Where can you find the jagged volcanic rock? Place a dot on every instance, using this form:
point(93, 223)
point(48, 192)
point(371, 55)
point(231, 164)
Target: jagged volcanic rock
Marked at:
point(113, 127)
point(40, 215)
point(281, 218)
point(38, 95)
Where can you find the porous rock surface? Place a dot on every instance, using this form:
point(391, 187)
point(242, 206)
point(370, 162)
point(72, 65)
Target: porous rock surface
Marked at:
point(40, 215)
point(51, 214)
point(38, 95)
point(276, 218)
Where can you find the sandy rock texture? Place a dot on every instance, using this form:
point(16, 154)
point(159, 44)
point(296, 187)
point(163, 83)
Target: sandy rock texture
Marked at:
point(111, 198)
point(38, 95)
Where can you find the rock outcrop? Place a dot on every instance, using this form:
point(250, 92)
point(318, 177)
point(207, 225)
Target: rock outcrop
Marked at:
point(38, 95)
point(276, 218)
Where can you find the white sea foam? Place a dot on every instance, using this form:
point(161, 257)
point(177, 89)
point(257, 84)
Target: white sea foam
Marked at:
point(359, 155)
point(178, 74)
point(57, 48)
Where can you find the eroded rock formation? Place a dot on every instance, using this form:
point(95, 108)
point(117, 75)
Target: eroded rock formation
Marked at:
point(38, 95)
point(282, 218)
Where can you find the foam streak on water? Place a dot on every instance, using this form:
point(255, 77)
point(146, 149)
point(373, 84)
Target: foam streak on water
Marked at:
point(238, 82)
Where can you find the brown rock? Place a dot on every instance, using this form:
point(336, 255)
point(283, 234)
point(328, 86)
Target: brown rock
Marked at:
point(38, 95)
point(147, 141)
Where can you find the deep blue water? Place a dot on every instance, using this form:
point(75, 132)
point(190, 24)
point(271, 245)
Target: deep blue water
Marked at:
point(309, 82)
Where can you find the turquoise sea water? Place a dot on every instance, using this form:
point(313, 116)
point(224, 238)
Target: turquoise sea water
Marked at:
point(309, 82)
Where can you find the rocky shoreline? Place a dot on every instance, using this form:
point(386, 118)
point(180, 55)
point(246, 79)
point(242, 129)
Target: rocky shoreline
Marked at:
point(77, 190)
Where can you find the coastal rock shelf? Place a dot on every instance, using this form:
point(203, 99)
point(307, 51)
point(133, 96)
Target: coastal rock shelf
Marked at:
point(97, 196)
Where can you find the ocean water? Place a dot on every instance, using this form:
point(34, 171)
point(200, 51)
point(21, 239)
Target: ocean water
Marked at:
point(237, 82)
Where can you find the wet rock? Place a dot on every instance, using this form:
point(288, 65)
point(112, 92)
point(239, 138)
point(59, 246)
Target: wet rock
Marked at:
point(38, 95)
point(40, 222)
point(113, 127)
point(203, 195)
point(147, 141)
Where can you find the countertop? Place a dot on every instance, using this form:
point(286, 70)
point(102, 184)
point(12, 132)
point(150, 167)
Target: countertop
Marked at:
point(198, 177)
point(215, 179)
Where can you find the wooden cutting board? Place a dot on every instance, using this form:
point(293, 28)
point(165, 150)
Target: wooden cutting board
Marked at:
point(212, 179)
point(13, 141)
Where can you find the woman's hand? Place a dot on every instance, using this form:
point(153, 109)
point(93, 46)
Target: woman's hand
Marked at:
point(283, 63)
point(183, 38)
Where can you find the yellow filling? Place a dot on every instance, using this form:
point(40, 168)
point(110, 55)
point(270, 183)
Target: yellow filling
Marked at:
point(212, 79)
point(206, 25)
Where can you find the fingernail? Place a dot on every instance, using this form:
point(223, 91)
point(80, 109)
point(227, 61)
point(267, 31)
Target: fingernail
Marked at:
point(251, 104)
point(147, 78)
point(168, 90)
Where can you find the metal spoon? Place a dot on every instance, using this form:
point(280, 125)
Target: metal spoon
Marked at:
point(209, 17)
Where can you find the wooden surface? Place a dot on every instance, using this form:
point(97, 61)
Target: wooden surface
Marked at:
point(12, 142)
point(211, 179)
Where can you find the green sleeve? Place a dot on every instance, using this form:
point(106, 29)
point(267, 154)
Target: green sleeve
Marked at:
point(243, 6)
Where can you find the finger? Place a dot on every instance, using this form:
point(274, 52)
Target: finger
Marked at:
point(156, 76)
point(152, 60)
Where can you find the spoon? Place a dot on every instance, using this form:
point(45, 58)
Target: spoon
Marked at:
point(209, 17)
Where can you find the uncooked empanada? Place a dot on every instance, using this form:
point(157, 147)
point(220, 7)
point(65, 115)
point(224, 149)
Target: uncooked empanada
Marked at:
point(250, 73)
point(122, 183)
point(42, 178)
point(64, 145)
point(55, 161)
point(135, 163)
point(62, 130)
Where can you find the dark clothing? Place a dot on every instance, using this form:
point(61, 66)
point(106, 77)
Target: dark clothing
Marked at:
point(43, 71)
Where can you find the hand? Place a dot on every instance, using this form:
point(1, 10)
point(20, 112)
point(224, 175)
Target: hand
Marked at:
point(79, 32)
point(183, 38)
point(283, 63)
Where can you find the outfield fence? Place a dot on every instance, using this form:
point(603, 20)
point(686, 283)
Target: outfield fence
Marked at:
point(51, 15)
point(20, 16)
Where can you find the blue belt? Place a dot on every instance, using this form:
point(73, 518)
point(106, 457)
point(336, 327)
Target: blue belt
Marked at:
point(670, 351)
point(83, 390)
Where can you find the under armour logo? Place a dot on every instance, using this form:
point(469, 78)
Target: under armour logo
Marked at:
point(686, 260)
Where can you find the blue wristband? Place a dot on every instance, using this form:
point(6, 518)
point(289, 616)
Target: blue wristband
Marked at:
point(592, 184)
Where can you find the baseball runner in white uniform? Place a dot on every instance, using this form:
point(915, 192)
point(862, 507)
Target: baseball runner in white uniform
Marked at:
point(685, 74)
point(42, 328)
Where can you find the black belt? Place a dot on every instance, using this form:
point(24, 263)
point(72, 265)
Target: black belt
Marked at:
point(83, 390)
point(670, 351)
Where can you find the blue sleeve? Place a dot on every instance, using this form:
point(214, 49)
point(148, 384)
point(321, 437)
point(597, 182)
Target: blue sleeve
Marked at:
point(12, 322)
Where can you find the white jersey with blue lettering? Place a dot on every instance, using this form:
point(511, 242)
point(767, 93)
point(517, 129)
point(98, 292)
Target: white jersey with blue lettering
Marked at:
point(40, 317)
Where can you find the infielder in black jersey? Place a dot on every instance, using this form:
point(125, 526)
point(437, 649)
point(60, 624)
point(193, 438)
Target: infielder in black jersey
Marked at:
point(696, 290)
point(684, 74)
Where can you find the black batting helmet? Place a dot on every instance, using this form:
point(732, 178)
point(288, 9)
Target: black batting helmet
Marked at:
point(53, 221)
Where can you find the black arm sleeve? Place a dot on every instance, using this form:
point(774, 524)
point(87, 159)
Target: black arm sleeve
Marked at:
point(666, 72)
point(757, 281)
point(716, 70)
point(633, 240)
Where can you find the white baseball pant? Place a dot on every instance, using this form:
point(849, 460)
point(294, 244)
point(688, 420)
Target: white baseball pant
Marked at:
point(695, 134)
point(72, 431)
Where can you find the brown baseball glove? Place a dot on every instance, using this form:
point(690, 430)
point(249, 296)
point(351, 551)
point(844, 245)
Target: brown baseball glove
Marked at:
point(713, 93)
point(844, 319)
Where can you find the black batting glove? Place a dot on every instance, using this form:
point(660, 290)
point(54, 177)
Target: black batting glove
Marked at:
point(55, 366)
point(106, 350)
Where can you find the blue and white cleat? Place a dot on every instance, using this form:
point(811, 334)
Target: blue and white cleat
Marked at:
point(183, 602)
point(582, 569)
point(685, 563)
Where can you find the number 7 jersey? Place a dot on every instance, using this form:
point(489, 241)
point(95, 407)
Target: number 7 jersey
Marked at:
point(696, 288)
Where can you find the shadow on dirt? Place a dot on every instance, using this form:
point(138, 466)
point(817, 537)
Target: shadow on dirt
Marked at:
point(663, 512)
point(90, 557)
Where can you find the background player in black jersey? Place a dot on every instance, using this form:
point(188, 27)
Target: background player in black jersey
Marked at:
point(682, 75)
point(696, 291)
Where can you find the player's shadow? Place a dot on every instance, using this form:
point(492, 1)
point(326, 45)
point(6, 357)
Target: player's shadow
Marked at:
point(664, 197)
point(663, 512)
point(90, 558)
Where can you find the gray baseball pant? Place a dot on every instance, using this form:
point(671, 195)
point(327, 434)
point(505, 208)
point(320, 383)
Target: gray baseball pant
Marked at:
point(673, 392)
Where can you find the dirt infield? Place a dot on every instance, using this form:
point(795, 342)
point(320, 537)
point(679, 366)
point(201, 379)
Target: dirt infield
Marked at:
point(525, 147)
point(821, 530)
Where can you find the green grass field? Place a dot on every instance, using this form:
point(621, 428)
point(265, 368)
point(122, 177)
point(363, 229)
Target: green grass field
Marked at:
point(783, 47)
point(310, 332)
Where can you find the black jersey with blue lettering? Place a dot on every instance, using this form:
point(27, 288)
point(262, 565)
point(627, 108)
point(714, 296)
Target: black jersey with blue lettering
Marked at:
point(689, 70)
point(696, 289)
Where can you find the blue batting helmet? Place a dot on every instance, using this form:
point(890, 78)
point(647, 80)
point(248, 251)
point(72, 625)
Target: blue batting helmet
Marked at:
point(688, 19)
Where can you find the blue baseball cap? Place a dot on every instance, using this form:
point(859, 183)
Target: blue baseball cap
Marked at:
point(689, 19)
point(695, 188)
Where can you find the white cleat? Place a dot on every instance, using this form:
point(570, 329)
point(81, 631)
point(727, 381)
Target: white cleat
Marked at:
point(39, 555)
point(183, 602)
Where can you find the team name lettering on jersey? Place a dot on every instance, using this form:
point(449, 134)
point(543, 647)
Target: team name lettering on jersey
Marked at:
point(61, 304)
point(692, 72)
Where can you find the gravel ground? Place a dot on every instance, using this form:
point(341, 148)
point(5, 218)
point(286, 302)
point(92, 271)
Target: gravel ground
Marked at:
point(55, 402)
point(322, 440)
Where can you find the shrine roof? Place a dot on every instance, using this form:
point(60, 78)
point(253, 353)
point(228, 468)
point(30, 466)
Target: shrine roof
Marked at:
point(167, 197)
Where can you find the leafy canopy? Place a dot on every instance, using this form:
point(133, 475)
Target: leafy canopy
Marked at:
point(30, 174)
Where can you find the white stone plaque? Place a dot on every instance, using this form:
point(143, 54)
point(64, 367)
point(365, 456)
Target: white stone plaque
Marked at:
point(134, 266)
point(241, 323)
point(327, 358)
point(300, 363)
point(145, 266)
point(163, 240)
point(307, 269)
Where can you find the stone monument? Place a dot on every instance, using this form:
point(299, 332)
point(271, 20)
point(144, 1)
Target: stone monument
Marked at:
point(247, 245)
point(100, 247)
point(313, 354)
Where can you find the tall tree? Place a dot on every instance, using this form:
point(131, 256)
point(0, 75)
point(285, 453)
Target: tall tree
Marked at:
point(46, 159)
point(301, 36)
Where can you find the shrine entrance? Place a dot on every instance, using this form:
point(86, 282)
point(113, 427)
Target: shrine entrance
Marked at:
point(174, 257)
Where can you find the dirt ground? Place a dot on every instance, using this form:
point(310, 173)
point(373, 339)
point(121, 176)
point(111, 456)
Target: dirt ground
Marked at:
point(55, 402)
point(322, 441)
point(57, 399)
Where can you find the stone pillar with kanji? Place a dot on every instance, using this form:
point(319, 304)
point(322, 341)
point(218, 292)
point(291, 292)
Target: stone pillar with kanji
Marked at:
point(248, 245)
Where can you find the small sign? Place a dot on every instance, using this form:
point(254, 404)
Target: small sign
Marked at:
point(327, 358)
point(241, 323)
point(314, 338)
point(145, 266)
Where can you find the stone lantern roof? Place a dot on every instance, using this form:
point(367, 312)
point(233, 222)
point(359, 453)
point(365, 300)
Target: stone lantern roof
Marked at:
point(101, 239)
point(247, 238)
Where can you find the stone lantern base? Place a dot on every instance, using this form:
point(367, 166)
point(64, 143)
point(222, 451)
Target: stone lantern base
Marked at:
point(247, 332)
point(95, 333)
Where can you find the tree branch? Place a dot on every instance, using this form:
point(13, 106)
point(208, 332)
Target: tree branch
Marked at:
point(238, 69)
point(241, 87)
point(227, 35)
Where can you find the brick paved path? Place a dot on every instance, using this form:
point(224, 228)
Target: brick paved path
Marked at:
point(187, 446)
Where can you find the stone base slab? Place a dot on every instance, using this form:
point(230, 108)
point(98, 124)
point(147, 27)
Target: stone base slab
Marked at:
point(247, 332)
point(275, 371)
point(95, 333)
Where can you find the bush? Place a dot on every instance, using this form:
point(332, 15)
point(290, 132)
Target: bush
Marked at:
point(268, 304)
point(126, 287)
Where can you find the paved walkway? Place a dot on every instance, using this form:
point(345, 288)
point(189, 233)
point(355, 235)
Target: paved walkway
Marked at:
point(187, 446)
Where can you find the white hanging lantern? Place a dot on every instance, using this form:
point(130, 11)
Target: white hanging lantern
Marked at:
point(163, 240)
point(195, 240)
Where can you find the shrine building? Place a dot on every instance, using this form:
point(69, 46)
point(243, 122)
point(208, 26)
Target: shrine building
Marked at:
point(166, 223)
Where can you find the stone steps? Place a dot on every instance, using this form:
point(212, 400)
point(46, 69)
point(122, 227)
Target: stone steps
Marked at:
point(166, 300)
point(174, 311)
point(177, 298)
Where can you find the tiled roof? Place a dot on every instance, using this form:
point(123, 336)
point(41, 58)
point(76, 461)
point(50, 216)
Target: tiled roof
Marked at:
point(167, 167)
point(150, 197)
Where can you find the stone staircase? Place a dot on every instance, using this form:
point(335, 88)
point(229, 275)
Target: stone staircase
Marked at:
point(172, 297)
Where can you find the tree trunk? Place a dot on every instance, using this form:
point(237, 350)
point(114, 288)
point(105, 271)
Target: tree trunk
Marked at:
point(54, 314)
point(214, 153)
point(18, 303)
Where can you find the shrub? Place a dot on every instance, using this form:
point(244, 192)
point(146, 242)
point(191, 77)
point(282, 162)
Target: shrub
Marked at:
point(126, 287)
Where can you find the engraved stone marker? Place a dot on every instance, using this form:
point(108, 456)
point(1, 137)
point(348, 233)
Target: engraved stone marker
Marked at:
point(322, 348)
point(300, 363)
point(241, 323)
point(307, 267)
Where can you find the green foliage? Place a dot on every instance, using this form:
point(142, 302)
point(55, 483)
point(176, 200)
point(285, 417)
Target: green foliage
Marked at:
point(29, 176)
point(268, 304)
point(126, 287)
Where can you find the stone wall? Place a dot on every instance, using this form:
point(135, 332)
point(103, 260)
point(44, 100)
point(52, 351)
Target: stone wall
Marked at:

Aim of the task:
Copy out, word for word, the lines above from the very first line through the line containing "point(57, 48)", including both.

Reply to the exercise:
Where can you find the jagged volcanic rock? Place a dot on every instance, using this form:
point(93, 223)
point(48, 192)
point(371, 55)
point(231, 164)
Target: jagged volcanic rock
Marked at:
point(113, 127)
point(40, 215)
point(281, 218)
point(38, 95)
Where can you find the porous rock surface? Place a dot on every instance, using this form:
point(391, 187)
point(242, 206)
point(370, 162)
point(72, 65)
Target: porous rock surface
Marked at:
point(40, 215)
point(51, 214)
point(38, 95)
point(276, 218)
Where can you find the sandy rock texture? Place a dot on every instance, using this form:
point(16, 154)
point(159, 44)
point(296, 187)
point(163, 83)
Target: sandy rock texture
Marked at:
point(111, 198)
point(38, 95)
Where can you find the rock outcrop? Place a dot on every instance, using this form:
point(250, 92)
point(318, 177)
point(207, 225)
Target: rock outcrop
Marked at:
point(38, 95)
point(276, 218)
Where can you find the white sea foam? Place a dot on every instance, using this form:
point(161, 257)
point(177, 89)
point(257, 84)
Target: white sea foam
Marked at:
point(359, 155)
point(178, 74)
point(57, 48)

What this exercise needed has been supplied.